* _WHAT IS EXPECTED_
Extract each line of the material below that contains the string "sand", copying every such line in full.

[Image boundary labeling items]
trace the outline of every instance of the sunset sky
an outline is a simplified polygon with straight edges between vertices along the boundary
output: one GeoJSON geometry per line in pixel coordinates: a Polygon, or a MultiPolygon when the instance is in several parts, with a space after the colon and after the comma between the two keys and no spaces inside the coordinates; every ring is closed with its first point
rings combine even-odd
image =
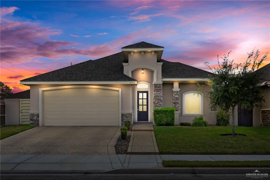
{"type": "MultiPolygon", "coordinates": [[[[1,81],[20,80],[144,41],[162,58],[206,70],[217,56],[244,61],[270,50],[269,1],[1,1],[1,81]]],[[[268,58],[265,65],[270,63],[268,58]]]]}

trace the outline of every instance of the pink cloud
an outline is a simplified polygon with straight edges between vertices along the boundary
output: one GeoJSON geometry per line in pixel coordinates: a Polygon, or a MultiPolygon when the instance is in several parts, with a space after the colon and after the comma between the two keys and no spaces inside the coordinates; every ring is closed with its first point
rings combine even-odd
{"type": "Polygon", "coordinates": [[[217,28],[212,28],[208,29],[203,28],[202,29],[197,31],[197,33],[209,33],[218,30],[217,28]]]}
{"type": "Polygon", "coordinates": [[[89,38],[91,36],[92,36],[91,35],[86,35],[84,36],[78,36],[77,35],[74,35],[74,34],[70,34],[69,35],[70,36],[72,36],[72,37],[74,37],[75,38],[79,37],[82,37],[85,38],[89,38]]]}
{"type": "Polygon", "coordinates": [[[0,8],[1,16],[3,16],[7,14],[12,14],[15,11],[20,9],[16,7],[2,7],[0,8]]]}
{"type": "Polygon", "coordinates": [[[151,18],[162,16],[164,15],[164,14],[163,13],[149,15],[142,14],[137,16],[130,16],[129,17],[129,20],[135,21],[136,23],[146,22],[151,21],[152,19],[151,18]]]}
{"type": "Polygon", "coordinates": [[[108,34],[108,33],[107,32],[103,32],[102,33],[97,33],[97,35],[105,35],[105,34],[108,34]]]}
{"type": "Polygon", "coordinates": [[[139,10],[139,9],[148,9],[152,7],[151,6],[140,6],[139,7],[136,9],[135,9],[135,10],[139,10]]]}
{"type": "Polygon", "coordinates": [[[24,77],[24,76],[22,75],[20,75],[18,74],[18,75],[15,75],[13,76],[9,76],[8,77],[6,77],[9,79],[18,79],[18,78],[20,77],[24,77]]]}

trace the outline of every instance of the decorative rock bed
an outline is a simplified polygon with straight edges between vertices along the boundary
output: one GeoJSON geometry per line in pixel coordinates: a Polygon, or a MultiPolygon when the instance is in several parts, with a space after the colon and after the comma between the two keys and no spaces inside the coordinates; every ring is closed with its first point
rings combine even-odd
{"type": "Polygon", "coordinates": [[[116,154],[126,154],[129,148],[131,136],[127,136],[126,139],[121,139],[120,136],[118,138],[116,144],[114,146],[116,154]]]}

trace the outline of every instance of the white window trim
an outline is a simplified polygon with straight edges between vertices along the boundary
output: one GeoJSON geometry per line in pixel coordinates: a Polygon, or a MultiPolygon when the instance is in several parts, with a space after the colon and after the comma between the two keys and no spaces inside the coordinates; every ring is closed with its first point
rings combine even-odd
{"type": "MultiPolygon", "coordinates": [[[[148,82],[147,82],[145,81],[141,81],[139,82],[138,82],[138,84],[146,84],[148,85],[148,89],[138,89],[137,88],[137,86],[135,87],[135,122],[138,122],[138,110],[137,108],[138,107],[138,101],[137,99],[137,94],[138,93],[137,91],[147,91],[148,92],[148,122],[151,122],[150,118],[151,118],[151,115],[150,114],[150,112],[152,112],[153,111],[150,111],[150,110],[151,109],[151,106],[150,106],[150,103],[151,102],[151,100],[150,98],[150,88],[151,86],[150,85],[150,83],[148,82]]],[[[140,122],[139,121],[139,122],[140,122]]]]}
{"type": "Polygon", "coordinates": [[[197,94],[198,91],[190,91],[184,93],[182,94],[182,107],[183,107],[183,114],[182,116],[204,116],[203,113],[203,93],[200,93],[201,95],[201,113],[198,114],[185,114],[185,95],[190,93],[197,94]]]}
{"type": "Polygon", "coordinates": [[[109,89],[115,91],[118,91],[119,94],[119,126],[121,127],[122,126],[122,101],[121,88],[113,87],[108,87],[107,86],[92,86],[90,85],[74,85],[71,86],[56,86],[55,87],[44,87],[39,88],[39,126],[43,126],[43,122],[42,114],[43,113],[43,91],[45,91],[54,90],[56,89],[67,89],[68,88],[97,88],[109,89]]]}

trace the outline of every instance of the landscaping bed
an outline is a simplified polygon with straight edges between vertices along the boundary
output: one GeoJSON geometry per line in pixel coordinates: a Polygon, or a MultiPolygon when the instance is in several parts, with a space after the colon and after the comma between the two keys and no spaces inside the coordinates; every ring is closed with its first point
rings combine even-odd
{"type": "Polygon", "coordinates": [[[163,161],[165,167],[180,168],[270,168],[270,161],[163,161]]]}
{"type": "Polygon", "coordinates": [[[154,127],[161,154],[270,154],[269,127],[237,127],[236,133],[246,136],[220,135],[231,131],[229,127],[154,127]]]}
{"type": "Polygon", "coordinates": [[[2,139],[35,126],[29,124],[6,126],[0,127],[0,139],[2,139]]]}
{"type": "Polygon", "coordinates": [[[114,146],[116,154],[126,154],[129,148],[129,145],[130,140],[131,136],[127,136],[126,139],[121,139],[118,138],[116,144],[114,146]]]}

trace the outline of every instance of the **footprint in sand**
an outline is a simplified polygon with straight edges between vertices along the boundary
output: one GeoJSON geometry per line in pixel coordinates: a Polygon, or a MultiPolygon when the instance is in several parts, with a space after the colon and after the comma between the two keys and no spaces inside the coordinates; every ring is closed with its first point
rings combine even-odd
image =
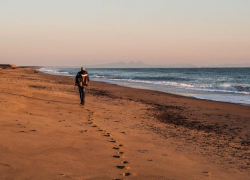
{"type": "Polygon", "coordinates": [[[130,167],[123,166],[123,165],[117,165],[116,168],[118,168],[118,169],[130,169],[130,167]]]}
{"type": "Polygon", "coordinates": [[[36,130],[35,130],[35,129],[31,129],[30,131],[31,131],[31,132],[36,132],[36,130]]]}
{"type": "Polygon", "coordinates": [[[66,177],[66,178],[70,178],[70,176],[69,175],[67,175],[67,174],[59,174],[60,176],[64,176],[64,177],[66,177]]]}
{"type": "Polygon", "coordinates": [[[128,161],[122,161],[121,163],[122,164],[128,164],[129,162],[128,161]]]}
{"type": "Polygon", "coordinates": [[[87,132],[88,130],[80,130],[79,132],[80,133],[84,133],[84,132],[87,132]]]}
{"type": "Polygon", "coordinates": [[[211,173],[211,172],[208,172],[208,171],[203,171],[202,173],[205,174],[205,175],[208,176],[208,177],[210,177],[210,176],[212,175],[212,173],[211,173]]]}

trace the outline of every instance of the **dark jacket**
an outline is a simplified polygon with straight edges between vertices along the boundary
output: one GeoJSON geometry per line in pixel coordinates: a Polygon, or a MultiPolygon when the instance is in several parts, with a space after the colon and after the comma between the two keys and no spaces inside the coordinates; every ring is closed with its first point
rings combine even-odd
{"type": "Polygon", "coordinates": [[[88,86],[88,82],[89,82],[89,75],[87,71],[79,71],[75,77],[75,85],[76,86],[81,86],[79,80],[83,78],[82,82],[82,86],[88,86]],[[82,75],[86,75],[86,76],[82,76],[82,75]]]}

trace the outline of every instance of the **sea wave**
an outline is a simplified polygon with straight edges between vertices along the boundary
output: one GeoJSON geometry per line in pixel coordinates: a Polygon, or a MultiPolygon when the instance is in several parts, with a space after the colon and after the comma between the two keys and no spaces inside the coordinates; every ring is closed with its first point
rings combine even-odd
{"type": "Polygon", "coordinates": [[[219,85],[205,85],[205,84],[187,84],[174,81],[149,81],[149,80],[135,80],[135,79],[115,79],[107,78],[105,76],[94,76],[100,79],[108,79],[110,81],[120,81],[120,82],[131,82],[131,83],[142,83],[160,86],[169,86],[176,88],[184,88],[196,91],[209,91],[209,92],[224,92],[224,93],[237,93],[237,94],[250,94],[250,87],[239,86],[231,84],[219,84],[219,85]]]}
{"type": "Polygon", "coordinates": [[[55,69],[50,69],[50,68],[40,68],[37,69],[40,72],[46,73],[46,74],[54,74],[54,75],[61,75],[61,76],[72,76],[69,74],[67,71],[63,70],[55,70],[55,69]]]}

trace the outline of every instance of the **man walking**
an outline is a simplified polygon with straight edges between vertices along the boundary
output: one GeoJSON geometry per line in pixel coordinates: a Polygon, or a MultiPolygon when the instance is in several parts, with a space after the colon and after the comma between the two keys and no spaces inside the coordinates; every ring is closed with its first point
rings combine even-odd
{"type": "Polygon", "coordinates": [[[88,86],[88,83],[89,83],[88,72],[85,71],[84,67],[82,67],[81,71],[79,71],[75,77],[75,85],[78,86],[79,88],[80,100],[82,105],[84,105],[85,103],[85,91],[86,87],[88,86]]]}

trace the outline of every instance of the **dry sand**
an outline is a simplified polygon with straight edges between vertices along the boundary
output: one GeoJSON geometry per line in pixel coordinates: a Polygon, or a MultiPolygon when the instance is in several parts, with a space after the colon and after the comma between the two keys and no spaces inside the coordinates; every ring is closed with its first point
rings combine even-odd
{"type": "Polygon", "coordinates": [[[0,179],[249,180],[250,107],[0,72],[0,179]]]}

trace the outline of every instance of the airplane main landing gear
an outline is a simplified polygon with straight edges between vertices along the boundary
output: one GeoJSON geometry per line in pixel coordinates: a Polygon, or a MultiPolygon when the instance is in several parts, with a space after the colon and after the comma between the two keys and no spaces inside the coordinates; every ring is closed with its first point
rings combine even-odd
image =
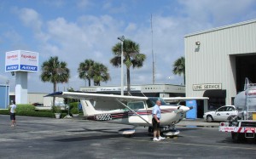
{"type": "MultiPolygon", "coordinates": [[[[153,133],[153,128],[148,127],[148,134],[153,133]]],[[[177,136],[179,133],[179,130],[175,128],[175,126],[164,126],[160,127],[160,133],[165,136],[177,136]]]]}

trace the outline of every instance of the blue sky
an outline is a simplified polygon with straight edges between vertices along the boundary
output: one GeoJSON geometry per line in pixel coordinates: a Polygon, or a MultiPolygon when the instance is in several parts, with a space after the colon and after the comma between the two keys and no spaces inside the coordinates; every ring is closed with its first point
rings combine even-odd
{"type": "MultiPolygon", "coordinates": [[[[254,0],[1,0],[0,84],[9,80],[15,90],[15,77],[4,71],[4,58],[6,52],[20,49],[39,53],[39,67],[50,56],[67,63],[71,78],[58,84],[60,91],[84,86],[77,69],[86,59],[108,66],[112,80],[102,86],[120,85],[120,69],[109,60],[122,35],[139,43],[147,55],[143,68],[131,69],[131,84],[152,83],[152,48],[155,83],[180,84],[183,77],[172,69],[184,55],[183,36],[253,20],[255,9],[254,0]]],[[[29,73],[28,92],[51,93],[52,84],[42,82],[40,73],[29,73]]]]}

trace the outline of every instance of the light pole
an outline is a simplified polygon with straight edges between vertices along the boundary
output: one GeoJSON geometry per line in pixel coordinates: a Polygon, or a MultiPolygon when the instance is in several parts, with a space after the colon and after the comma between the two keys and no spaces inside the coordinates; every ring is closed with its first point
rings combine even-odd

* _THE RESPONSE_
trace the outline of every instance of the **footprint in sand**
trace the outline of every instance of the **dry sand**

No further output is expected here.